## Stored records
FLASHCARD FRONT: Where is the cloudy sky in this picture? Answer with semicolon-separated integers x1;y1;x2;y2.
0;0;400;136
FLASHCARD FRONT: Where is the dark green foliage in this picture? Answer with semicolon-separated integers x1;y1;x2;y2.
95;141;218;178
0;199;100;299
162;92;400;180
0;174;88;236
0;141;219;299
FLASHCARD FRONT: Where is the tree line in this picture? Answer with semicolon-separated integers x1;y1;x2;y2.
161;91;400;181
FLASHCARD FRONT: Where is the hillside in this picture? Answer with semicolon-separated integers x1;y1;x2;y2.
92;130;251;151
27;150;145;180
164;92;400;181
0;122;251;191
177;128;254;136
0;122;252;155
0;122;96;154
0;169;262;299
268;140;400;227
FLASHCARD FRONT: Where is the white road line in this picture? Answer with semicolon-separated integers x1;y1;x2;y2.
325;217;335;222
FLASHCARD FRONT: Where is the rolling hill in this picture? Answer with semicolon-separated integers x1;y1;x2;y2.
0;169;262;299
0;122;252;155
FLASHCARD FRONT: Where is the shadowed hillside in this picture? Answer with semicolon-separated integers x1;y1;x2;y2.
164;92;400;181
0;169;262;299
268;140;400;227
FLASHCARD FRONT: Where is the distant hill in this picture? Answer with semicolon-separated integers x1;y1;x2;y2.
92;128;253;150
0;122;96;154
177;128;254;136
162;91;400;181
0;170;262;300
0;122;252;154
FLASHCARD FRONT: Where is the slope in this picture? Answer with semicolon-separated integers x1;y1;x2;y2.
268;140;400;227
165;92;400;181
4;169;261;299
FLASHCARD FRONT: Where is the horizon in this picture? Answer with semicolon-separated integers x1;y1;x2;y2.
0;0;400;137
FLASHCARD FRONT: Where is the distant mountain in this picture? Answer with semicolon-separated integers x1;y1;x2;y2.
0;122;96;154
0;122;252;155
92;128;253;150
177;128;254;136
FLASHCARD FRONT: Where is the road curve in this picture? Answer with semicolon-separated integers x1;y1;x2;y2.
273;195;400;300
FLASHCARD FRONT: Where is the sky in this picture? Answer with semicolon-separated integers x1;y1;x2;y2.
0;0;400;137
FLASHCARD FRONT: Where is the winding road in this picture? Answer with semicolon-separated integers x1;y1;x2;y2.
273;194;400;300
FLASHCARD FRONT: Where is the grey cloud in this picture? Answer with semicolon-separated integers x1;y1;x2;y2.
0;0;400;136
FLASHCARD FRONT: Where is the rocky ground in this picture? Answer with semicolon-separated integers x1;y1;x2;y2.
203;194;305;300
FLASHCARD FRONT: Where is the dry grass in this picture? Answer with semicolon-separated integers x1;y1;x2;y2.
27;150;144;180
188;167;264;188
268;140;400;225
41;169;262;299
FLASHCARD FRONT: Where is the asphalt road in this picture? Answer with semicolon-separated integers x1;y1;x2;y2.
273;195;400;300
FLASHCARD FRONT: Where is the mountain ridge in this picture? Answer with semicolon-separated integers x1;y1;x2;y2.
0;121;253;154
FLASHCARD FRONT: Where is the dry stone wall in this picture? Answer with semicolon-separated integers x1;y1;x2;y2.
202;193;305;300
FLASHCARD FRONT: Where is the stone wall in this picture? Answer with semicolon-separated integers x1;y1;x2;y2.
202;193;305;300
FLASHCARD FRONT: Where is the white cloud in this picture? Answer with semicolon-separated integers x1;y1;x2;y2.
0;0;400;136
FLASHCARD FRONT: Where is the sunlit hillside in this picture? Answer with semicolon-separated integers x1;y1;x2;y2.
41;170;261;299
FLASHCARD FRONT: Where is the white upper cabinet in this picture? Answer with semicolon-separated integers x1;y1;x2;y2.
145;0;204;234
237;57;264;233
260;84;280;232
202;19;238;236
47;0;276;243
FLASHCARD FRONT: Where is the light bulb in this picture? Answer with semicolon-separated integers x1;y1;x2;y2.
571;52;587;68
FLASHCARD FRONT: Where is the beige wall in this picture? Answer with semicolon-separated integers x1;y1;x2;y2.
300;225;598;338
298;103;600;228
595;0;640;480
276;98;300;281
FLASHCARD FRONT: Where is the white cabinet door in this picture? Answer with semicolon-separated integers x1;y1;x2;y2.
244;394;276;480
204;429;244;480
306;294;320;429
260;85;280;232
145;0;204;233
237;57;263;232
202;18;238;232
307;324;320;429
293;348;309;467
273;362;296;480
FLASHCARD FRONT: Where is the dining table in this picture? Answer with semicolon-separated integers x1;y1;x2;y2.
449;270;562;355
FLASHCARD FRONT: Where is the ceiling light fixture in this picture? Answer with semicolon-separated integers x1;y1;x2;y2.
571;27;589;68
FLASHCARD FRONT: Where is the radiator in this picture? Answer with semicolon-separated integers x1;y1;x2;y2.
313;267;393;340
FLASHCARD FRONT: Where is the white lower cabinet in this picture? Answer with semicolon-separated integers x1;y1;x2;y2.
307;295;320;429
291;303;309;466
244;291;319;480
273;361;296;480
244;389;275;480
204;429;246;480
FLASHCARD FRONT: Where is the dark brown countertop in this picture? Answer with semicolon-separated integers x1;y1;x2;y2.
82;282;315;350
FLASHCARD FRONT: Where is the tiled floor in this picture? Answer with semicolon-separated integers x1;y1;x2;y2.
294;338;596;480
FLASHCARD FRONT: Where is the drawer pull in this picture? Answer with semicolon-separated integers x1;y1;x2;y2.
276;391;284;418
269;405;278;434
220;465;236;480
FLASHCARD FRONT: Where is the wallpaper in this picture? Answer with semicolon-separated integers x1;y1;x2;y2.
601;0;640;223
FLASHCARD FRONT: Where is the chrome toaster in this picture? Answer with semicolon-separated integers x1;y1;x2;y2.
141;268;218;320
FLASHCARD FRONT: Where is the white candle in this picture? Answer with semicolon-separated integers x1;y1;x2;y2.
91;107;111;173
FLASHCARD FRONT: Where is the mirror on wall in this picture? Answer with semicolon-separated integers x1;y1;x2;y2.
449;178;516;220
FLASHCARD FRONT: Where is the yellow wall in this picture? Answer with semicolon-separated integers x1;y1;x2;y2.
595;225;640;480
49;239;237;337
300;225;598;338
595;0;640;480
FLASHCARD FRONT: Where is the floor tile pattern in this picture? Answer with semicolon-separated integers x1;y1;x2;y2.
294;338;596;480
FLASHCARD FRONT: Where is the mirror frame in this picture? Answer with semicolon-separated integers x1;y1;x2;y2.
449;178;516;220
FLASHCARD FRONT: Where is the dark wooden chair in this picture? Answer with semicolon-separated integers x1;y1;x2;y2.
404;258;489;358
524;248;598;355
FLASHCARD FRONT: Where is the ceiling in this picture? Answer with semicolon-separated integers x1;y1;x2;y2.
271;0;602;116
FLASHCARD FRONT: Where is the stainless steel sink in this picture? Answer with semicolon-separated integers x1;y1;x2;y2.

## What is needed
Reproduce all of the material above line for line, leaving every character unchanged.

## Solution to the exercise
FLASHCARD FRONT: Where is the cloudy sky in this picture? Answer with semicolon-separated integers x1;y1;x2;y2.
0;0;400;136
FLASHCARD FRONT: Where is the dark green foliage in this picture? Answer with semicolon-separated integers x1;y1;x2;y2.
95;141;218;178
0;199;100;299
162;92;400;180
0;174;88;236
0;141;219;299
FLASHCARD FRONT: Where is the tree line in this picture? Answer with semicolon-separated integers x1;y1;x2;y2.
161;91;400;181
FLASHCARD FRONT: Where is the hillside in this picture? Answer with semicolon-separated integers x1;y1;x2;y2.
92;130;251;151
27;150;145;180
164;92;400;181
0;122;251;191
177;128;254;136
0;122;252;155
0;122;96;154
0;169;262;299
268;140;400;227
FLASHCARD FRONT: Where is the white road line in this picture? Answer with semicolon-separated integers x1;y1;x2;y2.
325;217;335;222
FLASHCARD FRONT: Where is the rolling hill in this picture? Answer with semicolon-separated integers x1;y1;x2;y2.
0;169;262;299
0;122;252;155
FLASHCARD FRONT: Where is the shadowed hillside in this picture? Answer with semicolon-separated integers x1;y1;x2;y2.
164;92;400;181
0;169;262;299
268;140;400;227
FLASHCARD FRONT: Where is the distant hill in this picture? Answer with semicolon-separated integers x1;y1;x2;y2.
92;128;253;150
0;122;96;154
177;128;254;136
162;91;400;181
0;170;262;300
0;122;252;154
FLASHCARD FRONT: Where is the slope in this picture? Answer with semicolon-separated integers x1;y1;x2;y2.
268;140;400;227
165;92;400;181
4;169;261;299
FLASHCARD FRONT: Where is the horizon in this picture? Answer with semicolon-separated integers x1;y1;x2;y2.
0;0;400;137
FLASHCARD FRONT: Where is the distant mountain in this picture? Answer with semicolon-separated integers x1;y1;x2;y2.
0;122;96;154
0;122;252;155
92;128;253;150
177;128;254;136
FLASHCARD FRONT: Where is the road curve in this picture? Answer with semicolon-separated integers x1;y1;x2;y2.
273;195;400;300
FLASHCARD FRONT: Where is the sky in this picture? Answer with semicolon-separated integers x1;y1;x2;y2.
0;0;400;137
FLASHCARD FRONT: Where is the winding road in this picture? Answer with semicolon-separated integers x1;y1;x2;y2.
273;194;400;300
FLASHCARD FRONT: Where is the grey cloud in this picture? Answer with semicolon-separated integers x1;y1;x2;y2.
0;0;400;136
FLASHCARD FRONT: Where is the rocky ground in this picture? Answer with semicolon-separated integers x1;y1;x2;y2.
203;194;305;300
FLASHCARD FRONT: Where is the dry grass in this picture? Answer with semicolon-separated integers x1;y1;x2;y2.
27;150;144;180
188;167;264;188
268;140;400;225
41;169;262;299
FLASHCARD FRONT: Where is the asphalt road in this picture? Answer with semicolon-separated integers x1;y1;x2;y2.
273;195;400;300
FLASHCARD FRONT: Where is the mountain ridge in this picture? Answer with semicolon-separated integers x1;y1;x2;y2.
0;121;253;154
FLASHCARD FRONT: Where is the dry stone wall in this picture? Answer with semicolon-separated integers x1;y1;x2;y2.
202;193;305;300
FLASHCARD FRONT: Where is the stone wall in this picture? Answer with semicolon-separated integers x1;y1;x2;y2.
202;193;305;300
FLASHCARD FRONT: Where is the white cloud in this picture? Answer with semicolon-separated integers x1;y1;x2;y2.
0;0;400;136
FLASHCARD FRONT: Where is the sunlit hillside in this picture? Answer with semicolon-separated integers x1;y1;x2;y2.
41;170;261;299
FLASHCARD FRONT: Where is the white upper cabinet in this picture? Answer with semicolon-separated integers x1;y1;x2;y2.
145;0;204;234
237;57;264;233
260;84;280;232
202;19;238;236
47;0;276;243
FLASHCARD FRONT: Where is the light bulb in this picture? Answer with semicolon-separated integers x1;y1;x2;y2.
571;52;587;68
FLASHCARD FRONT: Where is the beige wall in this picture? Answer with semicolon-separated integers x1;y1;x2;y2.
300;225;598;338
298;103;600;228
595;0;640;480
276;98;300;281
FLASHCARD FRONT: Where is the white cabinet door in this picture? Answer with semicolon-separated integers x1;y1;x2;y2.
244;394;276;480
204;429;244;480
306;294;320;429
260;85;280;232
145;0;204;233
237;57;263;232
202;18;238;232
307;324;320;429
293;348;309;467
273;362;296;480
FLASHCARD FRONT: Where is the dining table in this picture? Answer with semicolon-separated integers x1;y1;x2;y2.
449;270;562;355
FLASHCARD FRONT: Where is the ceiling light fixture in this picture? Answer with semicolon-separated integers x1;y1;x2;y2.
571;27;589;68
FLASHCARD FRONT: Where is the radiator in this picture? Answer with semicolon-separated integers x1;y1;x2;y2.
313;267;393;340
FLASHCARD FRONT: Where is the white lower cabinet in this picture? Answer with semicolon-separated integers x1;y1;x2;y2.
307;295;320;429
291;303;309;466
244;291;319;480
273;361;296;480
244;389;275;480
204;429;246;480
FLASHCARD FRONT: Where is the dark brown countertop in this picture? Answer with semicolon-separated integers x1;y1;x2;y2.
82;282;315;350
FLASHCARD FRONT: Where is the tiled floor in this picture? Answer with semicolon-separated integers x1;y1;x2;y2.
294;338;596;480
FLASHCARD FRONT: Where is the drawer pull in this picture? Answer with semicolon-separated integers x1;y1;x2;y2.
276;391;284;418
269;405;278;434
220;465;236;480
FLASHCARD FRONT: Where is the wallpaper in this picture? Answer with semicolon-separated integers x1;y1;x2;y2.
601;0;640;223
FLASHCARD FRONT: Where is the chrome toaster in this picture? Answer with semicolon-separated integers x1;y1;x2;y2.
141;268;218;320
FLASHCARD FRONT: Where is the white candle in this picture? Answer with semicolon-separated integers x1;y1;x2;y2.
91;107;111;173
FLASHCARD FRONT: Where is the mirror on wall in this picture? Answer with semicolon-separated integers x1;y1;x2;y2.
449;178;516;220
FLASHCARD FRONT: Where is the yellow wall in this picture? Answer with semicolon-separated integers x1;y1;x2;y2.
595;225;640;480
49;239;237;337
300;225;598;338
595;0;640;480
FLASHCARD FRONT: Where is the floor tile pattern in this picture? Answer with semicolon-separated integers x1;y1;x2;y2.
294;338;596;480
FLASHCARD FRONT: Where is the mirror frame in this picture? Answer with semicolon-separated integers x1;y1;x2;y2.
449;178;516;220
FLASHCARD FRONT: Where is the dark wooden chair in this picture? Answer with semicolon-separated integers x1;y1;x2;y2.
404;258;489;358
524;248;598;355
FLASHCARD FRONT: Where is the ceiling in this picture? Answer with semicolon-separated integers x1;y1;x2;y2.
271;0;602;116
FLASHCARD FRONT: Where is the stainless steel sink in this picture? Answer with semicolon-separated integers x1;y1;x2;y2.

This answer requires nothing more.